▶ _Texto base_:
────────────────────
Contra esas situaciones se alzan en América Latina tres revoluciones auto-homologadas, dos con fuerte componente étnico-indígena, en el que basa su actuación el presidente boliviano, Evo Morales, y más bien lo sufre Rafael Correa en el Ecuador, junto a una tercera, bonapartista, que últimamente sufre un proceso canceroso en Venezuela. Existe, sin embargo, una cuarta que jamás se denominaría a sí misma revolución, o le pondría tantas comillas como hicieran falta para no asustar a nadie, pero que se propone una transformación tan completa que no le cede en ambición a las anteriores. Es la Colombia del presidente Santos.

Quedan por aclarar las muertes del poeta Neruda y de Eduardo Frei

Las tres revoluciones programáticas, instaladas por vía impecablemente electoral, han descubierto que esos cuerpos intermedios de la sociedad, en esencia los grandes poderes económicos y su nomenclatura, hacían muy difícil si no imposible el establecimiento sobre una base más o menos socialista de una igualdad básica de oportunidades entre ciudadanos sin distinción de color, clase o herencia. Y, llevadas del natural autoritario de sus líderes, o de la prisa de quien tiene o tenía no más de dos mandatos para efectuar el milagro, esas revoluciones están deteriorando el sentido profundo de la democracia.

Así, en Ecuador, se iniciaba la semana pasada un periodo de 18 meses para renovar el aparato judicial, con la autoridad que le concedía al presidente un referéndum que solo ganó por un puñado de votos, lo que se traducirá en el masivo nombramiento de magistrados afectos al poder. En Bolivia se pretende, paralelamente, repartir las frecuencias audiovisuales entre tres actores: Gobierno, oposición y organizaciones sociales, a sabiendas de que estas últimas son meros implantes, con limitado margen de maniobra, del Gobierno de La Paz. Y en Venezuela el acoso al pluralismo hace ya tiempo que viene intensificándose de manera inclemente.
────────────────────
▶ _Datos proporcionados_:
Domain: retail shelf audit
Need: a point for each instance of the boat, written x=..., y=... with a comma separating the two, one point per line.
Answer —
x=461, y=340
────────────────────
▶ _Enunciado_:
Según el texto base, ¿entre qué tres actores se pretende repartir las frecuencias audiovisuales en Bolivia?

▶ _Solución_:
Entre el Gobierno, la oposición y las organizaciones sociales.